§ Exercise material

## start

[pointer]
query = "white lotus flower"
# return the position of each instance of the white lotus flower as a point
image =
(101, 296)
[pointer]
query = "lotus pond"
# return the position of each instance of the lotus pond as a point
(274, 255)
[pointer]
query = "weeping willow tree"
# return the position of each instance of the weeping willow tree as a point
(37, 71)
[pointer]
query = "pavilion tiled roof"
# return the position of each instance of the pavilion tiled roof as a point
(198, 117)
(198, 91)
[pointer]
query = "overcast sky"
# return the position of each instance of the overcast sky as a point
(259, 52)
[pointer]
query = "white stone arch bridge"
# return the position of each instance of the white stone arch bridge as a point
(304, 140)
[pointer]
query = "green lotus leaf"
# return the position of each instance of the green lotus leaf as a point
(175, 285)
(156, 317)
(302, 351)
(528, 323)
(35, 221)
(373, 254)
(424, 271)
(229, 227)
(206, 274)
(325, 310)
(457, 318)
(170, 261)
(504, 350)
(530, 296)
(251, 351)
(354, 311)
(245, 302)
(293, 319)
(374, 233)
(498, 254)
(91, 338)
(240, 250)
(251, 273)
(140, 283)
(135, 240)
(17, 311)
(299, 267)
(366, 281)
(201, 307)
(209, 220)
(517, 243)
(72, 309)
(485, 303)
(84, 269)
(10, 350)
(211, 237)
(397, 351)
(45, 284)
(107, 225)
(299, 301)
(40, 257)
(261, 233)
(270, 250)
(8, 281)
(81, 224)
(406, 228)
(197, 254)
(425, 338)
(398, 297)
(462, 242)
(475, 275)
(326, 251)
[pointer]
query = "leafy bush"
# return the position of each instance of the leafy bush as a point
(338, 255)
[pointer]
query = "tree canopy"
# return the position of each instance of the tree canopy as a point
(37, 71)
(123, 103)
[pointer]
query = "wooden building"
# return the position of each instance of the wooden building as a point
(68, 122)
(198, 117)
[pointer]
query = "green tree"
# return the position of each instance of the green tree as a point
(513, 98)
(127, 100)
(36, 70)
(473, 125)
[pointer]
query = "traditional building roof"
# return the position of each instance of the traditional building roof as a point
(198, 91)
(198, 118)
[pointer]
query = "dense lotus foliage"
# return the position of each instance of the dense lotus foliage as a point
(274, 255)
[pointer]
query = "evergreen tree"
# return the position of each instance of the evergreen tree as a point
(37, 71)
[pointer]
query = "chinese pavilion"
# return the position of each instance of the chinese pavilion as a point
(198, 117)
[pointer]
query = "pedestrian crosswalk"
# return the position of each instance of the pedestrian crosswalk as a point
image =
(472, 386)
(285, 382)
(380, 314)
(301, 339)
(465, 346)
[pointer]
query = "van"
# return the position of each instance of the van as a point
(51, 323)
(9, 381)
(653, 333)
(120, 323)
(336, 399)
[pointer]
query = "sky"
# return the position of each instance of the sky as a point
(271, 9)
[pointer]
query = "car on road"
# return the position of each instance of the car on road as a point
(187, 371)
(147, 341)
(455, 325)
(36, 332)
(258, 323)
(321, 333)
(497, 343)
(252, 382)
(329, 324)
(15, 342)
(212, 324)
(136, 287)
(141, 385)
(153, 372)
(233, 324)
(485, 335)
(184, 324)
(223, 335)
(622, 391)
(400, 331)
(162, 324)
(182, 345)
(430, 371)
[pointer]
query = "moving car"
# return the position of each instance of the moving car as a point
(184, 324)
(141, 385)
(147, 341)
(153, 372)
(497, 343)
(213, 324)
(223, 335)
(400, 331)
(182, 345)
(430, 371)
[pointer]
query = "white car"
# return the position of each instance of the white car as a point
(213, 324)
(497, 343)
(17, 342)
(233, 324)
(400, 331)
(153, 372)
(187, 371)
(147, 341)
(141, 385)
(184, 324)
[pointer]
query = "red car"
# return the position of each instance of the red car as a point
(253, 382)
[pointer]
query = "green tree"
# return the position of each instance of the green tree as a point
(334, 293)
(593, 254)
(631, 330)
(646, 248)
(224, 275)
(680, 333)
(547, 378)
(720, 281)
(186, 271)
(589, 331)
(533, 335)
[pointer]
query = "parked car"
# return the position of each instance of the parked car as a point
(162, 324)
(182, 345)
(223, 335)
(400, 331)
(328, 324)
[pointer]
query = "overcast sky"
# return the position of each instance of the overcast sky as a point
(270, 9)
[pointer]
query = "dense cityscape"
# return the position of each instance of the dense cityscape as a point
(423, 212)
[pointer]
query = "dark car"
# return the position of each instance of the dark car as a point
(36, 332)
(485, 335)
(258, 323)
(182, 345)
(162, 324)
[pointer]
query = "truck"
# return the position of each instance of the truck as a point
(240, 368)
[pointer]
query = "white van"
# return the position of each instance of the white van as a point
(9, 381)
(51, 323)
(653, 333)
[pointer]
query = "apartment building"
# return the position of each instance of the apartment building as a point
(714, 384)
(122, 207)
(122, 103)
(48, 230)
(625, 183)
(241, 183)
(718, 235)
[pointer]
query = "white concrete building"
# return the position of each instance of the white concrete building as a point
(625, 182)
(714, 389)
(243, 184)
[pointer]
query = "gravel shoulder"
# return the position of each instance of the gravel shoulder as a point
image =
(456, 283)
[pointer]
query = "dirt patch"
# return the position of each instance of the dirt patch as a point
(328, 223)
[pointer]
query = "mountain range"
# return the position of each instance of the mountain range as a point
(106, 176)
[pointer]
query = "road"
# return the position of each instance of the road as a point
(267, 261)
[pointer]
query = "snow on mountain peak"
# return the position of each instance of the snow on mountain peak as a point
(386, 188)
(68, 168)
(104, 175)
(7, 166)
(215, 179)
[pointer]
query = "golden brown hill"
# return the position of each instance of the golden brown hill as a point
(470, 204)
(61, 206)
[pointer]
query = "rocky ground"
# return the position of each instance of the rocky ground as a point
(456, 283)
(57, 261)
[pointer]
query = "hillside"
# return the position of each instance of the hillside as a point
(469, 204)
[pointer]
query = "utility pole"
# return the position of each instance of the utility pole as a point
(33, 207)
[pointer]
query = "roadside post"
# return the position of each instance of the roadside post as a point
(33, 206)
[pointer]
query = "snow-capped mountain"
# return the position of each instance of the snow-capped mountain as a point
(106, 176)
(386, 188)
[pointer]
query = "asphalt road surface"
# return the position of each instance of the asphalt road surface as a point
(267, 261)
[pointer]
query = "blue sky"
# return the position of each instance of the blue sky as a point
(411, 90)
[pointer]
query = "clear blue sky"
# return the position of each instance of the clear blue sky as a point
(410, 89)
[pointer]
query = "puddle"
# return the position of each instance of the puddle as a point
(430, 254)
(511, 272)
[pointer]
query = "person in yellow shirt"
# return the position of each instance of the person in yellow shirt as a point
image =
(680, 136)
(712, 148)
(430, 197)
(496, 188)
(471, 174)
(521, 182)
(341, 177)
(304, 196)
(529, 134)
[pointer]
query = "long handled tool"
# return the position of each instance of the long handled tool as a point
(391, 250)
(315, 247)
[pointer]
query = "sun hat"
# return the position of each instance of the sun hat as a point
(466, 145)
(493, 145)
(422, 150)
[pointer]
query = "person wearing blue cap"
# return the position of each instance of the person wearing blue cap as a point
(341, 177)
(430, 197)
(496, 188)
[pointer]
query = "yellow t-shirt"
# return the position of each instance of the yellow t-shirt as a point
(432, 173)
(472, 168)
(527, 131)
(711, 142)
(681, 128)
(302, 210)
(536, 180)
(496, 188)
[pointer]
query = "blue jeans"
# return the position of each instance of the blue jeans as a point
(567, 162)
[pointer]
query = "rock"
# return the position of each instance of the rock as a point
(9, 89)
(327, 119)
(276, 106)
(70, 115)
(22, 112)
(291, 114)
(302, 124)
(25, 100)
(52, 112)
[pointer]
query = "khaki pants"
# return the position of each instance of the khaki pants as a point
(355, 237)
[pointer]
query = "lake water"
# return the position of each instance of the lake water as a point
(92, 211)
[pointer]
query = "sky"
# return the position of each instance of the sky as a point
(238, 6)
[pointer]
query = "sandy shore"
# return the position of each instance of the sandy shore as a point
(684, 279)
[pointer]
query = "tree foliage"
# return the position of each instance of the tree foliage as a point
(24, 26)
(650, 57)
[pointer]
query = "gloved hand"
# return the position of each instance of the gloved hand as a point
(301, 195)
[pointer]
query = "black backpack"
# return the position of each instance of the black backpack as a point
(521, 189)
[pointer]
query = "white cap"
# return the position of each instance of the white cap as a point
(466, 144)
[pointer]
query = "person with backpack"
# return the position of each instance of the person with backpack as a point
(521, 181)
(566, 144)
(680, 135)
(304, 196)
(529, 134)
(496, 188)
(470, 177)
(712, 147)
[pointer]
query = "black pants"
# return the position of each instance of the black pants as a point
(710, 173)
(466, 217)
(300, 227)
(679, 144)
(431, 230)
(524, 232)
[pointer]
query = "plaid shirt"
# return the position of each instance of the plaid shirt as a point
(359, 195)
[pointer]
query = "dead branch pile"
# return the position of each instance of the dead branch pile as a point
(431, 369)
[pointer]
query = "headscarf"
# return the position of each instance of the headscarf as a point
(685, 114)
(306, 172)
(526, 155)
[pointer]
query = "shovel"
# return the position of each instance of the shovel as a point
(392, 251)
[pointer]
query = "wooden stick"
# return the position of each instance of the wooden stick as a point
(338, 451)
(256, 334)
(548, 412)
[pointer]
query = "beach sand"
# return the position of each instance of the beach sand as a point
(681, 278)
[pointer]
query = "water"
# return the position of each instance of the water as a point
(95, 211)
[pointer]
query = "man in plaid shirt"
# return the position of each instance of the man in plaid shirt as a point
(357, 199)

## end

Can you pull out every line in the records above that contains the string "peak"?

query = "snow on mountain peak"
# return the position of each instance of the snow on mountain peak as a point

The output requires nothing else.